Excerpts from a dataset:
- - -

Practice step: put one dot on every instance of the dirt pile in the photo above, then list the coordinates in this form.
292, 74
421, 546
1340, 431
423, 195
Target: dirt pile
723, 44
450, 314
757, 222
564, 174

- - -

_ACTIVITY_:
The response should consist of all the entries, transcribed exactly.

_EXERCISE RESPONSE_:
Practice step: put one dot on every instance of the dirt pile in the photo above, then list the coordinates in this form.
292, 74
421, 546
1340, 431
423, 195
Target: dirt pile
723, 44
450, 314
757, 222
564, 174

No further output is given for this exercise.